Extract to read ::
______________________________

# Recommendations for external filter in 125L



## justjason88

Hi all

This question has probably been asked tonnes of times, had a quick scan through the recent topics but couldn't find anything substantive so i'm sorry for boring you all!

I have a Juwel Rio 125, stocking at the moment is 6x Zebra danios, 6x Harlequins, 3x Golden Honey Gouramis, 3x Asian Rummynoses and looking to get 4x Corys in next few months and push the zebras and harlequins up to 10. On Aqadvisor.com with the above stock i'm just below the stock for the filter.

As i understand external filters outweigh internal by a lot and from what i can see EHEIM and JBL are the leaders (i think).

Will my standard rio 125 filter system be ok with this stock, baring in mind the tank is planted?
Would it be more beneficial to get an external filter, if so, what type and size should i be looking for?

Thanks a lot 

Jason


----------



## Stu Worrall

I ran my rio quite well on an tetratec ex1200.  Not sure on the rio internal as I took mine out but I think londondragon ran his for a while alongside a powerhead.


----------



## Matt Warner

Hi, I would buy the biggest external filter that you can afford. The bigger the filter is, it becomes less necessary to add powerheads to add more flow. It also depends on the plant mass, more plant mass requires much more flow. If you feel a massive filter is too powerful the you can adjust the flow rate to suit, as most filters have adjustable flow rates.


----------



## ceg4048

justjason88 said:
			
		

> As i understand external filters outweigh internal by a lot and from what i can see EHEIM and JBL are the leaders (i think).
> 
> Will my standard rio 125 filter system be ok with this stock, baring in mind the tank is planted? Would it be more beneficial to get an external filter, if so, what type and size should i be looking for?


As alluded to by Matty and Stu, you should try to adhere to the 10X rule, which means that a CO2 injected 125L tank should ideally have 1250LPH of rated flow. Since ther are stocking issues, this is best achieved by having a filter with that rating. Any filter rated at this amount will do. This purpose has nothing to do with brand names as any filter with any pump having this rating will serve this purpose. The market leadership of the stated brands have to do with other features not associated with filter throughput, so a Tetratec 1200 will do just as good a job as A JBL or Eheim in this sense.

If you're priorities are in other areas such as electronic control, low noise, construction quality and so forth then, yes, you'd have to look at these brands first, but flow is flow, and within a given market segment, Eheim are actually lower in flow than some lesser known brands.

______________________________

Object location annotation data
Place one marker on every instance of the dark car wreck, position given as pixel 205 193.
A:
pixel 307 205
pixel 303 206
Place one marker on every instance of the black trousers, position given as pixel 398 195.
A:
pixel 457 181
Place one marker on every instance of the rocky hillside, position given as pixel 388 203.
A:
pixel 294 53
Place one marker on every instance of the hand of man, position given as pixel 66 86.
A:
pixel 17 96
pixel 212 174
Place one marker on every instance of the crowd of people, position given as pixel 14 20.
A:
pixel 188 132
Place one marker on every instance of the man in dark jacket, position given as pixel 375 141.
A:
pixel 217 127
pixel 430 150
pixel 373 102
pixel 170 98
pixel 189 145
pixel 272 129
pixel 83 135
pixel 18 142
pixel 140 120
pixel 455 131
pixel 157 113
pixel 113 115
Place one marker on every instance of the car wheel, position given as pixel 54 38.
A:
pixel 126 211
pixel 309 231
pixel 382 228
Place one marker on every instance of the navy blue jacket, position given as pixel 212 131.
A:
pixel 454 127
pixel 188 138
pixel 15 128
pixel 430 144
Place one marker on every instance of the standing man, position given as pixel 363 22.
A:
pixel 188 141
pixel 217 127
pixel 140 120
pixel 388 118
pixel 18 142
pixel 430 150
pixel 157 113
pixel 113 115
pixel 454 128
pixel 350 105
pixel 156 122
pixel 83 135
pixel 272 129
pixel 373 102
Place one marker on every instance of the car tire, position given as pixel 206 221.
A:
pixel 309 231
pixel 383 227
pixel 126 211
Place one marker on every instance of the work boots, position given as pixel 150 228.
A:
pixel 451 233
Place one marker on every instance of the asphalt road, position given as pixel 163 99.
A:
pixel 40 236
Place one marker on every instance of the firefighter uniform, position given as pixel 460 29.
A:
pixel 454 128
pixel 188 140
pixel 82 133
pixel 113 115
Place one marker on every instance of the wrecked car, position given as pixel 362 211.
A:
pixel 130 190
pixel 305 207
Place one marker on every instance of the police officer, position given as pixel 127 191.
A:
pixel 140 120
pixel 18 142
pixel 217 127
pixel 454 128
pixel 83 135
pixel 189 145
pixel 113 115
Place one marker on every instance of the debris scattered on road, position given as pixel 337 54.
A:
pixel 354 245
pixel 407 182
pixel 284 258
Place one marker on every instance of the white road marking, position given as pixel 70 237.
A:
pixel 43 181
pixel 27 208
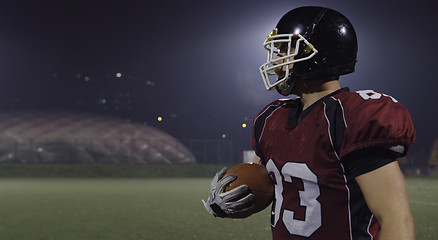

______________________________

What is expected :: Edit the filter thread from the point starting at "# Recommendations for" and ending at "for the filter." so that "Golden Honey Gouramis" becomes "Dwarf Gouramis".

The output ::
# Recommendations for external filter in 125L



## justjason88

Hi all

This question has probably been asked tonnes of times, had a quick scan through the recent topics but couldn't find anything substantive so i'm sorry for boring you all!

I have a Juwel Rio 125, stocking at the moment is 6x Zebra danios, 6x Harlequins, 3x Dwarf Gouramis, 3x Asian Rummynoses and looking to get 4x Corys in next few months and push the zebras and harlequins up to 10. On Aqadvisor.com with the above stock i'm just below the stock for the filter.